Document passage:
• • •
The Architect challenges this conclusion, pointing out that the relatively low scores Iyoha received from Wiegmann were largely “in line with those of other panelists.” Architect Br. 37. To begin, Iyoha testified that Peggy Hernandez, who sat on both the 2014 and 2015 interview panels, had complained about Iyoha’s accent, told him she needed an interpreter to understand him, and asked him why he does not “pronounce words properly.” J.A. 1107. Even leaving that aside, Wiegmann’s presence on the panel makes it difficult to rely on the other panelists’ scores because his “role in the process went beyond the specific scores he gave [Iyoha].” See Salazar, 401 F.3d at 510. Wiegmann was the most senior member of the panel, which may have given him more sway in their group discussions. Furthermore, Clark knew that Wiegmann had transferred Iyoha out of the Branch in 2012, that a hearing officer had found that the transfer was improper, and that Wiegmann was never disciplined or counseled as a result of his actions. So even if Clark did not hold discriminatory attitudes herself, a reasonable jury might conclude that Clark understood that Wiegmann did not want Iyoha employed in the Branch and scored him accordingly. Cf. Steele, 899 F.3d at 951 (holding that discriminatory comments made by a supervisor who was not the final decisionmaker were relevant when that supervisor had made such comments in the “discussions” and “meeting” that resulted in an adverse employment action). Moreover, even if the other two panelists were unaware of Wiegmann’s history with Iyoha and the Production Management Branch, a jury could conclude that Wiegmann’s influence on the panel extended to them as well, because they relied on Wiegmann for his possibly biased view about whether candidates’ answers to technical questions were “strong” or not. J.A. 2137. If Wiegmann’s bias led him to falsely suggest Iyoha’s technical answers were weak, that could have impacted the scoring of the other panelists.

Ultimately, Salazar stands for the proposition that when an employer seeks to rely on a “fairly administered” process to justify an employment action, the process must in fact be fair. A selection process that relies on numerical scores given by a panel of interviewers is only as fair as the panelists who give the scores. Here, a jury could find that the senior member of the panel not only had a history of making jokes about Iyoha’s foreign accent but had actually discriminated against him in the past by removing him from the same Branch in which he was seeking a new position, and was in a position to potentially influence the scores given by the other members of the panel. Under those circumstances, a reasonable jury could find that the Architect failed to provide a “ ‘fairly administered selection process,’ and that its claim to the contrary is pretextual.” Salazar, 401 F.3d at 509.
• • •
Written tasks:
a) In the opinion excerpt, who sat on both the 2014 and 2015 interview panels?
b) How many lines of the entries contain the string "body"? Case counts. Give only the number.
• • •
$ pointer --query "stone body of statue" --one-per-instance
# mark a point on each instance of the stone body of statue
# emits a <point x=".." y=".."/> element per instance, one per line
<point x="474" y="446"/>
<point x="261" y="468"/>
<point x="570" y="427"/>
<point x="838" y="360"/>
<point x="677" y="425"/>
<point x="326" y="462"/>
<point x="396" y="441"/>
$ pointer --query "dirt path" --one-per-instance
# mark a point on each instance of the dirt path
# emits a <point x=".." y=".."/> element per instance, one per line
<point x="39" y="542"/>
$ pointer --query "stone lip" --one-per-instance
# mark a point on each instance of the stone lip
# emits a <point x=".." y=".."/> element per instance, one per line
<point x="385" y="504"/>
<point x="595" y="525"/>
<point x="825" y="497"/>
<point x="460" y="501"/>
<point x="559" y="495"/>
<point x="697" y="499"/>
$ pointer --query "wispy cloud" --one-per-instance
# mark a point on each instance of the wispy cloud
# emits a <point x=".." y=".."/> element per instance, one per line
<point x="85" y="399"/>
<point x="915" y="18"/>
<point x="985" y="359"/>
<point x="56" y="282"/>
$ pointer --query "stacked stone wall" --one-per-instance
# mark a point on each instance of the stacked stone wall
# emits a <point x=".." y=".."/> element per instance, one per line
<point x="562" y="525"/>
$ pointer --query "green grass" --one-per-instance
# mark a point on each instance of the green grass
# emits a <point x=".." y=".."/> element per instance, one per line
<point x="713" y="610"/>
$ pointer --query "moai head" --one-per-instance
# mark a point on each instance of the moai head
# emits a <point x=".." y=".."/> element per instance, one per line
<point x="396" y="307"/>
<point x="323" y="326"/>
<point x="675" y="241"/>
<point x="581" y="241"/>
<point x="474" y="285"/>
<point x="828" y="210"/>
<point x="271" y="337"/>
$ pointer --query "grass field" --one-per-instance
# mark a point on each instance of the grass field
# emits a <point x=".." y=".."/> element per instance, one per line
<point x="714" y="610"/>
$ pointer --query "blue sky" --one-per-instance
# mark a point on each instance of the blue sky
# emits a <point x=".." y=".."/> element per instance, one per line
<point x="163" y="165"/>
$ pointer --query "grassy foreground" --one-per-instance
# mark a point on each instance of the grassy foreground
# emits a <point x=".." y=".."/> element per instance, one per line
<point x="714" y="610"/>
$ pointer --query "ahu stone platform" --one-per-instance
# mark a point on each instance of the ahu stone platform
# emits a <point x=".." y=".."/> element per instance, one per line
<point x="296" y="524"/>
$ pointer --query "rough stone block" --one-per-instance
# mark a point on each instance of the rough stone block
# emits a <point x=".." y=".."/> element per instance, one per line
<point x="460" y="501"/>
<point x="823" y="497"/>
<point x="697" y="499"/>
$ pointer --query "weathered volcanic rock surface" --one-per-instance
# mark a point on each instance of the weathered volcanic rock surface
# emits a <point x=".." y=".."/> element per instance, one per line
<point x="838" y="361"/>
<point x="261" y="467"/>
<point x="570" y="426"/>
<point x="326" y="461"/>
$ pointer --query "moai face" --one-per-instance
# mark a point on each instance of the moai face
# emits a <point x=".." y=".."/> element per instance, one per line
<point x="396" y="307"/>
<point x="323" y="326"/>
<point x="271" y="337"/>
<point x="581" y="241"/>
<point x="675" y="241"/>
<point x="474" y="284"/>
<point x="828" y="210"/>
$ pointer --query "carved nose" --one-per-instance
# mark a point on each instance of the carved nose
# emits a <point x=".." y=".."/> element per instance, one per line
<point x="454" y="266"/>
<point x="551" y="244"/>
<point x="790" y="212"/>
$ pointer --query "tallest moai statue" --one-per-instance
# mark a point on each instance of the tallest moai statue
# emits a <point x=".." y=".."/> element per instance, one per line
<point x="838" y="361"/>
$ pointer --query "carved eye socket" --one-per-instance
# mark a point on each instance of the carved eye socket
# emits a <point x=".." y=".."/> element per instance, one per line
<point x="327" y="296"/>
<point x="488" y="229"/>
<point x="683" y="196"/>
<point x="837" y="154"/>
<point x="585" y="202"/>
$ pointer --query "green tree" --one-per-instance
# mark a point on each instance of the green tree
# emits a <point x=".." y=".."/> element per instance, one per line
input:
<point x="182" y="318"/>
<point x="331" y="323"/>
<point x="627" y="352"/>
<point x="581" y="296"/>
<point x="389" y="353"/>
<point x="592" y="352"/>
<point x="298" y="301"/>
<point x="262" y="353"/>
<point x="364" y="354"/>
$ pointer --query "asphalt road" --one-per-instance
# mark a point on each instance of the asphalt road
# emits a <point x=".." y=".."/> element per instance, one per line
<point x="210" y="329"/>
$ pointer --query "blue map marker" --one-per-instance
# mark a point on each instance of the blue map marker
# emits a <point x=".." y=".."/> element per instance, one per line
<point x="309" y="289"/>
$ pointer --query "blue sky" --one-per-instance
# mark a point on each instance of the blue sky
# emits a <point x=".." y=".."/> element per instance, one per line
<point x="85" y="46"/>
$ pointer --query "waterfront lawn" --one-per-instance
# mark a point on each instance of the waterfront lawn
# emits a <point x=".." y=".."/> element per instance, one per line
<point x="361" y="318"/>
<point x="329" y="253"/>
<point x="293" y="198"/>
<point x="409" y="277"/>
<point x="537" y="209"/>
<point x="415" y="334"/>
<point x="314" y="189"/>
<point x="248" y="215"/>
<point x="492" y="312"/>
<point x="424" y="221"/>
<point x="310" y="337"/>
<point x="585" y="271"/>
• • •
Results for the exercise:
a) Peggy Hernandez

b) 2